> **EXERCISE MATERIAL**

** Start **

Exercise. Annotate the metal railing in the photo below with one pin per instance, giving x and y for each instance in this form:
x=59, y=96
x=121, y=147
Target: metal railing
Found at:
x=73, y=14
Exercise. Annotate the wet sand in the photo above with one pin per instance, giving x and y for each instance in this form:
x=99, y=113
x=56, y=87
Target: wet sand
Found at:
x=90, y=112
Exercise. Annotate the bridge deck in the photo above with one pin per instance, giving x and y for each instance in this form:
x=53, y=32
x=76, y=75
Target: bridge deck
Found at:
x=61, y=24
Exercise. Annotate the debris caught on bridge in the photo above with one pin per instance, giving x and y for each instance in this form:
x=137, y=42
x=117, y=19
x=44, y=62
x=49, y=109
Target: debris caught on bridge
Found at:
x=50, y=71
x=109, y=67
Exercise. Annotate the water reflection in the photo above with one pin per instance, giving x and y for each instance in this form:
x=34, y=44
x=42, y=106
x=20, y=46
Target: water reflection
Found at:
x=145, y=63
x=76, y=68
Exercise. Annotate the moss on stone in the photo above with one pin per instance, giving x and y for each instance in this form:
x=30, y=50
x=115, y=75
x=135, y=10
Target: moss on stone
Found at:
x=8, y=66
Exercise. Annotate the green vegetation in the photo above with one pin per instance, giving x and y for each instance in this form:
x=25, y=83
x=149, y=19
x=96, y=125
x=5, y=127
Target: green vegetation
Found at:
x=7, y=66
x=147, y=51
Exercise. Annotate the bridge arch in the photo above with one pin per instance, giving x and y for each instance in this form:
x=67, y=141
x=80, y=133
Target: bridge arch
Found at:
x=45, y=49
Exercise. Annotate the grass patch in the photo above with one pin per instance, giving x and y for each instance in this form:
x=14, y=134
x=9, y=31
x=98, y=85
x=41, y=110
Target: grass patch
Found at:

** End **

> **WRITTEN INSTRUCTION**
Give every line of the listing above as a JSON list of strings, one string per line, leaving out blank lines.

> **ANSWER TO THIS TASK**
[
  "Exercise. Annotate the metal railing in the photo below with one pin per instance, giving x and y for each instance in this form:",
  "x=59, y=96",
  "x=121, y=147",
  "Target: metal railing",
  "Found at:",
  "x=73, y=14",
  "Exercise. Annotate the wet sand in the photo above with one pin per instance, giving x and y for each instance in this form:",
  "x=99, y=113",
  "x=56, y=87",
  "Target: wet sand",
  "Found at:",
  "x=90, y=112",
  "Exercise. Annotate the bridge deck in the photo above with one pin per instance, giving x and y for each instance in this form:",
  "x=53, y=32",
  "x=76, y=75",
  "Target: bridge deck",
  "Found at:",
  "x=61, y=24",
  "Exercise. Annotate the debris caught on bridge in the photo above with one pin per instance, giving x and y for each instance in this form:",
  "x=137, y=42",
  "x=117, y=19",
  "x=44, y=62",
  "x=49, y=109",
  "Target: debris caught on bridge",
  "Found at:",
  "x=50, y=71",
  "x=109, y=67",
  "Exercise. Annotate the water reflection in the photo above with one pin per instance, giving x and y for each instance in this form:",
  "x=34, y=44",
  "x=42, y=106",
  "x=20, y=46",
  "Target: water reflection",
  "Found at:",
  "x=145, y=63",
  "x=76, y=68",
  "Exercise. Annotate the moss on stone in the photo above with one pin per instance, giving x and y for each instance in this form:",
  "x=30, y=50",
  "x=115, y=75",
  "x=135, y=10",
  "Target: moss on stone",
  "Found at:",
  "x=8, y=66",
  "Exercise. Annotate the green vegetation in the photo above with one pin per instance, giving x and y for each instance in this form:",
  "x=25, y=83",
  "x=149, y=19",
  "x=96, y=125",
  "x=5, y=127",
  "Target: green vegetation",
  "Found at:",
  "x=7, y=66",
  "x=147, y=51",
  "Exercise. Annotate the bridge arch in the photo above with one pin per instance, giving x and y for each instance in this form:",
  "x=67, y=141",
  "x=80, y=133",
  "Target: bridge arch",
  "Found at:",
  "x=45, y=49",
  "Exercise. Annotate the grass patch in the photo above with one pin per instance, giving x and y for each instance in this form:",
  "x=14, y=134",
  "x=9, y=31",
  "x=98, y=85",
  "x=41, y=110",
  "Target: grass patch",
  "Found at:"
]